• SET OF TASKS
1. In the article on Benazir Bhutto's death, change "1,500" to "fifteen hundred" and write out the passage between "Bhutto had rallied" and "stood against it.", inclusive.
2. Does the article on Benazir Bhutto's death agree with each statement below? Answer yes or no, and quote the words that decide it. (a) Bhutto was 54 years old when she died. (b) Musharraf came to power through an election in 1999. (c) Bhutto gave a talk in Rapid City in 2003.
3. Continue the article on Benazir Bhutto's death from its last sentence.

• EXERCISE PASSAGE

Pakistan opposition leader Benazir Bhutto - who spoke in Rapid City in 2003 as a guest of the John T. Vucurevich Foundation - was assassinated Thursday in a suicide attack at a campaign rally that also killed at least 20 others, aides said.

Bhutto's supporters erupted in anger and grief after her death, attacking police and burning tires and election campaign posters in several cities. At the hospital where she died, some smashed glass and wailed, chanting slogans against President Pervez Musharraf.

The death of the charismatic 54-year-old former prime minister threw the campaign for the Jan. 8 parliamentary elections into chaos and created fears of mass protests and violence across the nuclear-armed nation, an important U.S. ally in the war on terrorism.

Bhutto had rallied vigorously against Islamic terrorism, and told a Rapid City audience in 2003 that if her moderate, democratically elected government had been running Pakistan, the terrorist attacks of Sept. 11, 2001, might never have happened. The two-time former prime minister of Pakistan, a charismatic world leader who never lacked political confidence, argued that her continued leadership would have countered the rise of the Islamic militants who masterminded 9-11.

Osama bin Laden and other terrorists thrived after 1996, the year she was ousted from power the second time, Bhutto told the 1,500 people gathered at the Rushmore Plaza Civic Center. As an Islamic politician, she was aware of the growing anti-United States sentiment in the Islamic world, but as a moderate, she stood against it.

After the mujahedeen defeated the Soviet Union in Afghanistan, she knew that Islamic militants believed that if they could defeat one world superpower, they could wage and win a war of terror against the United States, as well. "I argued against that position," she said. "I was a dangerous obstacle to the forces of hate. I took them on, and my government paid the price."

Bhutto took aim at her political rival, President Musharraf, a general who took power in a military coup in 1999. She credits Musharraf for his alliance with the Bush administration but continues to be troubled by his "military dictatorship of my country" and the U.S. backing he receives to continue it. She called his election a "mockery of justice" and said his dictatorship is "strangling our constitution."

"I'm troubled by Gen. Musharraf's administration," she said. "He makes all the right noises … but is somehow unable to deliver on the ground."

• DATA LISTING

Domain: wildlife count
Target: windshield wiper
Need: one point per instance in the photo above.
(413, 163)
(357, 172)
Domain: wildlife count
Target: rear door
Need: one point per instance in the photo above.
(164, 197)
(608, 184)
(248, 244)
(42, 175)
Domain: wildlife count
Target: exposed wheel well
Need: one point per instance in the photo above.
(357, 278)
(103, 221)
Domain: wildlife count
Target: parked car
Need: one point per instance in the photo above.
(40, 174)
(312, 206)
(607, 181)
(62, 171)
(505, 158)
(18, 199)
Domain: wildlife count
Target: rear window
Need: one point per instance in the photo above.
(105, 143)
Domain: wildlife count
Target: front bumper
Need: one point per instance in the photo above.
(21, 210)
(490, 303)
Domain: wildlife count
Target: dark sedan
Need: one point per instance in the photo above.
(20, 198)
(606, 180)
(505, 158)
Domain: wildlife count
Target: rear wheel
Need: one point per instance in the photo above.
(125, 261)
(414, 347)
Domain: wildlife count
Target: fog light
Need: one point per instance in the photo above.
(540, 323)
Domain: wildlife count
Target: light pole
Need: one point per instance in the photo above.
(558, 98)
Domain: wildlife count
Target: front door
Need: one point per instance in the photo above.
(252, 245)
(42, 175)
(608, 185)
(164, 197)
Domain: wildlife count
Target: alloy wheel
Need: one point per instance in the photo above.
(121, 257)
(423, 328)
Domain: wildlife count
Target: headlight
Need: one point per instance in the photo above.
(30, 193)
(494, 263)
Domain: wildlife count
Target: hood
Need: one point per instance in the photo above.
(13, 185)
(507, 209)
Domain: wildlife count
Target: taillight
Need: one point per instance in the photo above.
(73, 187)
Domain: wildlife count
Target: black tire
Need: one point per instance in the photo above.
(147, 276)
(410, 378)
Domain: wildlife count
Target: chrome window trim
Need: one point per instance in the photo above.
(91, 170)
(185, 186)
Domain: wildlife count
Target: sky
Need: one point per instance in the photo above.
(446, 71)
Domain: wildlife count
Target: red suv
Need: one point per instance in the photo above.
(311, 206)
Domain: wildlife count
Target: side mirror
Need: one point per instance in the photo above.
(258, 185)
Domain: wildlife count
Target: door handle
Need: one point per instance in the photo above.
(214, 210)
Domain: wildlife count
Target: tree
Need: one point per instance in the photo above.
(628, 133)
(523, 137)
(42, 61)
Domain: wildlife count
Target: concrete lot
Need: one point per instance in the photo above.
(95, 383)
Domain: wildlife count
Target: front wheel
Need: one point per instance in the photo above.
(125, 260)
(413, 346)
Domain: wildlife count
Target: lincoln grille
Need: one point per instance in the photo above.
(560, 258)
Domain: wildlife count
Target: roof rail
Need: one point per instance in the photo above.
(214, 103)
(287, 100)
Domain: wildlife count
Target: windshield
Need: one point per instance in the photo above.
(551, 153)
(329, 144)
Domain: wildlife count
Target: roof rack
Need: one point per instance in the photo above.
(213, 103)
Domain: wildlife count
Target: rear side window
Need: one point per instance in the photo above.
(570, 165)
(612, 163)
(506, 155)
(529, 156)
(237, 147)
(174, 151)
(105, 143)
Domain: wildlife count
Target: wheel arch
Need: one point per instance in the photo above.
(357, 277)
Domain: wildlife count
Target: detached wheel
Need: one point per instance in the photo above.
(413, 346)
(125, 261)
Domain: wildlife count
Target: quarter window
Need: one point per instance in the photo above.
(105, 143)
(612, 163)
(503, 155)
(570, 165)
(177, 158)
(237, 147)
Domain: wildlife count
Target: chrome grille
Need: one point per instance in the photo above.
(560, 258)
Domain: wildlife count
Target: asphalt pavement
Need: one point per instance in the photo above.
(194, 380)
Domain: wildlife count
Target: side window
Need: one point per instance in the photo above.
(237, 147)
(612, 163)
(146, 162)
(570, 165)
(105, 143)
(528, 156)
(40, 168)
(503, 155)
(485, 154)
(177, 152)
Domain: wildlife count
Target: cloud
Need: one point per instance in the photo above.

• LIST OF ANSWERS
1.
Bhutto had rallied vigorously against Islamic terrorism, and told a Rapid City audience in 2003 that if her moderate, democratically elected government had been running Pakistan, the terrorist attacks of Sept. 11, 2001, might never have happened. The two-time former prime minister of Pakistan, a charismatic world leader who never lacked political confidence, argued that her continued leadership would have countered the rise of the Islamic militants who masterminded 9-11.

Osama bin Laden and other terrorists thrived after 1996, the year she was ousted from power the second time, Bhutto told the fifteen hundred people gathered at the Rushmore Plaza Civic Center. As an Islamic politician, she was aware of the growing anti-United States sentiment in the Islamic world, but as a moderate, she stood against it.

2.
(a) Yes: "The death of the charismatic 54-year-old former prime minister"
(b) No: "a general who took power in a military coup in 1999"
(c) Yes: "who spoke in Rapid City in 2003"

3.
The United States should not believe that the only chance for political stability in an Islamic country is a military dictatorship, she said. That is the message Musharraf sends, and it is the wrong one, she believes.

"It is not a choice between military dictatorship or religious dictatorship," she said of Islamic countries such as her own. "Islam supports democracy, so I find it ironic that most Muslim countries today live under dictatorship."

Musharraf condemned the assassination of Bhutto and urged calm, according to the state-run Associated Press of Pakistan. He also convened an emergency meeting with his senior staff, where they were expected to discuss whether to postpone the elections, an official at the Interior Ministry said, speaking on condition of anonymity because of the sensitivity of the talks.

No one claimed responsibility for the killing but suspicion was almost certain to fall on Islamic militants.

The attacker struck just minutes after Bhutto addressed thousands of supporters in the garrison city of Rawalpindi, 8 miles south of Islamabad. She was shot in the neck and chest by the attacker, who then blew himself up, said Rehman Malik, Bhutto's security adviser.

Sardar Qamar Hayyat, a leader from Bhutto's party, said he was standing about 10 yard away from Benazir Bhutto's vehicle at the time of the attack.

"She was inside the vehicle and was coming out from the gate after addressing the rally when some of the youths started chanting slogans in her favor. Then I saw a smiling Bhutto emerging from the vehicle's roof and responding to their slogans," he said.

"Then I saw a thin, young man jumping toward her vehicle from the back and opening fire. Moments later, I saw her speeding vehicle going away," he added.

Bhutto was rushed to the hospital and taken into emergency surgery. She died about an hour after the attack.